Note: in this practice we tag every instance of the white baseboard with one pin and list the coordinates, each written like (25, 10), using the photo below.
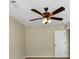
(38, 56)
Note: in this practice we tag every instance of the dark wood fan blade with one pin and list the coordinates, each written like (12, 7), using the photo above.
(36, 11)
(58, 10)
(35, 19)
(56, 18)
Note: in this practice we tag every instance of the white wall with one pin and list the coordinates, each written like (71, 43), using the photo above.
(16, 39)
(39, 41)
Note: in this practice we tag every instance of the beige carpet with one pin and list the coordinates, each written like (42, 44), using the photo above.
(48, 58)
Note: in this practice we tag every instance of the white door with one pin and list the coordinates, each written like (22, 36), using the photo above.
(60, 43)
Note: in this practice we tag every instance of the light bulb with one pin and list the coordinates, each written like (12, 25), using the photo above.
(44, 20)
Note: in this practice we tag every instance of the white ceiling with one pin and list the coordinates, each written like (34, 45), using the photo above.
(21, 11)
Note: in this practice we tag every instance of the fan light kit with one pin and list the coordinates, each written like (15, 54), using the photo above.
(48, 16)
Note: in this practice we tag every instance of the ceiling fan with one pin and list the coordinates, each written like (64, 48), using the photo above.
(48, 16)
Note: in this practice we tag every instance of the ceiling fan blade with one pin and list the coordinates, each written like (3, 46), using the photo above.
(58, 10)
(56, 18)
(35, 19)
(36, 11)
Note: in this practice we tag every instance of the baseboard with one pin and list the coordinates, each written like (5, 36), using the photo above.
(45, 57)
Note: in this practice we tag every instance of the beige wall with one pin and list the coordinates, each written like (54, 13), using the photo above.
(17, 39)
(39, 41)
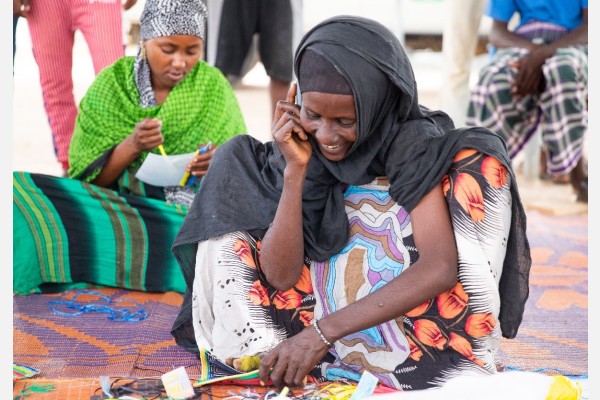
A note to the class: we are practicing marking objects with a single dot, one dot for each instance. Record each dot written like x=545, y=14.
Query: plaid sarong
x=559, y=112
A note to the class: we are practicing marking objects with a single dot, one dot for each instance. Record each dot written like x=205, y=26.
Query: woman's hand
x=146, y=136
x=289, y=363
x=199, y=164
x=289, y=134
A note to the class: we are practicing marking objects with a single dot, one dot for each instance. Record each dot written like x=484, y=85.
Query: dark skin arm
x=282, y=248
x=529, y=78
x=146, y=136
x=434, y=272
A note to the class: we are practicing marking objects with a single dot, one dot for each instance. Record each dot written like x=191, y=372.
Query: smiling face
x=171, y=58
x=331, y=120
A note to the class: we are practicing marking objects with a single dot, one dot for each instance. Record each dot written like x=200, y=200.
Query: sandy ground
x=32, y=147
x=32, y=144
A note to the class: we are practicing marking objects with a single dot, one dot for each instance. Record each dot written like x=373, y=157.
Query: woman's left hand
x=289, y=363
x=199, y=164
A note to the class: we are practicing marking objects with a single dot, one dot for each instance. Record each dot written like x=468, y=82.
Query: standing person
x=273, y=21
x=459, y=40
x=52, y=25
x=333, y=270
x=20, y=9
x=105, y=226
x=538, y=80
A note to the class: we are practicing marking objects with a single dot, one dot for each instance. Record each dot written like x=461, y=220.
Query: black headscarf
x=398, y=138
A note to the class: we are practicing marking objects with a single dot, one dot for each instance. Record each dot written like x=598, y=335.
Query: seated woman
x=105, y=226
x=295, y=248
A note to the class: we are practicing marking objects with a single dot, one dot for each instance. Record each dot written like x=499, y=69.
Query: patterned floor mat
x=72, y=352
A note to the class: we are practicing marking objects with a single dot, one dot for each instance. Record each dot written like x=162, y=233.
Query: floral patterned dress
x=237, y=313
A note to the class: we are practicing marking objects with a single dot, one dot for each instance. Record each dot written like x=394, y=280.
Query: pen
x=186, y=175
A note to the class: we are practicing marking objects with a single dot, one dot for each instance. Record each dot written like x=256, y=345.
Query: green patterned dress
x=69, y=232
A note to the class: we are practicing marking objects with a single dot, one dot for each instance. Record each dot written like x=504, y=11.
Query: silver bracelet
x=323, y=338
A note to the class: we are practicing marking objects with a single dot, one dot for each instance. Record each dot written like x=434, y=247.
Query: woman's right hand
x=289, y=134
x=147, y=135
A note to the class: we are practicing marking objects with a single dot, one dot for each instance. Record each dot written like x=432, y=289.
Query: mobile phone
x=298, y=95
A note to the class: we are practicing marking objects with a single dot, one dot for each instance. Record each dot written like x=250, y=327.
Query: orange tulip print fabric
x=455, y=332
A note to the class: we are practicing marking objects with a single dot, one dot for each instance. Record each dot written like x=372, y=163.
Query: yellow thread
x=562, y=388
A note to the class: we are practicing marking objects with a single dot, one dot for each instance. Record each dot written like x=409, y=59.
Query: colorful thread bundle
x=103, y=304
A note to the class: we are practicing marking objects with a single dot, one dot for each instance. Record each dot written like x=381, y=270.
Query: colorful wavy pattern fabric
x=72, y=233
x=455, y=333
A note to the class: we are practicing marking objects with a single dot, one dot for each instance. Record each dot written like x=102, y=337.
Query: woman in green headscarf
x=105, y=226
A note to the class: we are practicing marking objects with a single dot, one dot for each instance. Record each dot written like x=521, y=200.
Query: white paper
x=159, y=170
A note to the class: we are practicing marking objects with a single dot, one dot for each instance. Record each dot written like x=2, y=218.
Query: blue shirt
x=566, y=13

...

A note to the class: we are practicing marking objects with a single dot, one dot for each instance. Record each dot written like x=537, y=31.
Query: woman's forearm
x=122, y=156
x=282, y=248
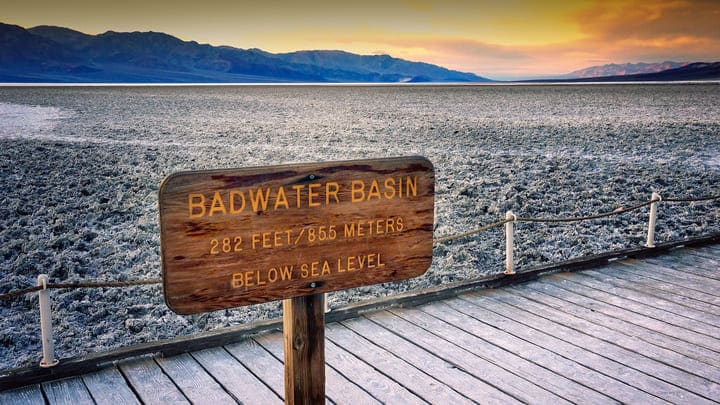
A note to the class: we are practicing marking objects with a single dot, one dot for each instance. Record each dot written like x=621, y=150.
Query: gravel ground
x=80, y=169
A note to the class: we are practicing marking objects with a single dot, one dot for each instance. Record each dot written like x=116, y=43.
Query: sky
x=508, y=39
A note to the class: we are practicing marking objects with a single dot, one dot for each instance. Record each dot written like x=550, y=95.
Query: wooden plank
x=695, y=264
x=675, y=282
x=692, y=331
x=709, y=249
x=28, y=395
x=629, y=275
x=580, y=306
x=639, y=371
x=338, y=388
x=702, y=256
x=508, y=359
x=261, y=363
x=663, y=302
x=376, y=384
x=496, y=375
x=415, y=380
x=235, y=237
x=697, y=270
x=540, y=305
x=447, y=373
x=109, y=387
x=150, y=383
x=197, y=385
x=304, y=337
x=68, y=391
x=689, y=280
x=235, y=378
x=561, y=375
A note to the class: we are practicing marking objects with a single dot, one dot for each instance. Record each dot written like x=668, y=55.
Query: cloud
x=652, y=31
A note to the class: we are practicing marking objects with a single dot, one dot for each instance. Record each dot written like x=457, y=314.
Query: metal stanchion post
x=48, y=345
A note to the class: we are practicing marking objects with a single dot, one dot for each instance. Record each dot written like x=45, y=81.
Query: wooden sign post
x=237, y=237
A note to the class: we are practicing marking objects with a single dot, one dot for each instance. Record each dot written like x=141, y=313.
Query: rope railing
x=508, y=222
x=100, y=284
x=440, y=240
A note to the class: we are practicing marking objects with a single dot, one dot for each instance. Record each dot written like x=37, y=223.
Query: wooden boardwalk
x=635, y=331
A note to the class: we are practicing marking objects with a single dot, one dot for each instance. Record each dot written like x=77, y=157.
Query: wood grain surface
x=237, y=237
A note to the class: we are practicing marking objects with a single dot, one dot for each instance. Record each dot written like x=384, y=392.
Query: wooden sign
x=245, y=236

SET EXERCISE.
Retype word for word the lines starting at the one that contains "like x=394, y=280." and ending at the one that contains "x=298, y=95", including both of those lines and nothing else.

TASK RESPONSE.
A note to the class: we are practicing marking objects with a single dot, one dot for each instance. Record each dot written like x=394, y=280.
Query: pen
x=186, y=175
A note to the class: we are practicing marking objects with a single dot, one dot for each instance. Record each dot written like x=256, y=345.
Query: green patterned dress
x=69, y=232
A note to the class: we are practicing marking objects with a single dot, one dot for each instance. Record each dot written like x=504, y=11.
Query: silver bracelet
x=323, y=338
A note to the class: we are practicing marking objects with a single dot, one dot for each instance. Record each dot written like x=434, y=247.
Query: woman's right hand
x=289, y=134
x=147, y=135
A note to the class: we are practicing marking objects with a single dot, one dot for each instance. Record each dot written like x=432, y=289.
Query: mobile phone
x=298, y=95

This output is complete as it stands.